→ **WHAT TO DO**
**a.** In the passage on premarital sex and rape, what does the writer name as the deterrent to having sexual relations before marriage?
**b.** Please carry on the passage on premarital sex and rape from the point where it stops.

To be honest, fear of pregnancy and all that would come with it were the deterrents for me not having sexual relations before marriage, not morality. I simply wasn’t pure or mature enough to be spiritually motivated. I also lived a very protected life and wasn’t aware of women being raped. Being a devout coward, the cultural taboos were a protection for me.
But in the intervening years, I have learned that a surprising number of my many women friends gave up babies in those times. Now, some are reuniting with their “lost” children. I have also had the shock of knowing Christian women who have been raped through absolutely no fault of their own. And I have been the confidant of way too many Christian middle-class women who were molested or violently raped as children by authority figures, some of them close family and supposedly Christian. And I assume this wouldn’t even approximate the number of young girls raped among the economically underprivileged.

→ **GIVEN RECORDS**
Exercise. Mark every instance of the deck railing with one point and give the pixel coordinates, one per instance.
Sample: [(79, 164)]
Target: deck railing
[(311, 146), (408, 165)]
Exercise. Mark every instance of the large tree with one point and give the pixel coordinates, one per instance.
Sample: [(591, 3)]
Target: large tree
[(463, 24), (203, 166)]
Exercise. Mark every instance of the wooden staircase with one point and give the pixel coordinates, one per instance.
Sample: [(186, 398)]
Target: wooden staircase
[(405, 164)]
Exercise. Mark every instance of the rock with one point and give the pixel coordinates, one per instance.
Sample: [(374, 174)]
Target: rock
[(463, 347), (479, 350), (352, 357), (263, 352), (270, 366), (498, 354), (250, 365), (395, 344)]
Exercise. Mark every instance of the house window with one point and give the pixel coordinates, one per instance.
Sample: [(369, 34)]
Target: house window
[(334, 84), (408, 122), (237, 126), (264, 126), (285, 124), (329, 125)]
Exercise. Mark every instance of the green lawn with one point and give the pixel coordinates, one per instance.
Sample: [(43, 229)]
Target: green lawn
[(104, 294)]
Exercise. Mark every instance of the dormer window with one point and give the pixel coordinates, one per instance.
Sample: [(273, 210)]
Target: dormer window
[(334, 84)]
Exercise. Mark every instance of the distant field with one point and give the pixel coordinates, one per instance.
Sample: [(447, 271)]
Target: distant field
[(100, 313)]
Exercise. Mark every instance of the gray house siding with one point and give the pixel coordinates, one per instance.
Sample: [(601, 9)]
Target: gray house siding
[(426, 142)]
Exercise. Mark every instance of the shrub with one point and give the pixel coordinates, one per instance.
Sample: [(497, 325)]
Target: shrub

→ **ANSWERS IN ORDER**
**a.** Fear of pregnancy and all that would come with it, not morality.

**b.**
However, I find the reality, that society now considers sex just a physical experience on the same moral level as bowel movements and that abortion is used as another form of birth control, totally unacceptable.
This is not as simple an issue as both sides want to make it.
The slippery slope of when an embryo becomes a human being has no clear cut answer. The question of whether defective human beings are of such value that others must sacrifice the quality of their lives to nurture and protect them is also a serious and difficult issue, including the question of who is capable of taking that challenge on. The problem is that those having to make these choices are not all the same. They were not all protected, they are not all intelligent, they are not even all adults, or emotionally stable, they may or may not have been taught the spiritual value of sacrifice, never-the-less the finer points of theology, and their financial situations vary drastically.
This is not an even playing field.
If we want to see the issue as black and white and applicable to all Americans, regardless of whether they believe in a particular religious moral code that calls abortion murder, we are going to have to be consistent about killing as a moral option. Is killing ever moral? When? Why?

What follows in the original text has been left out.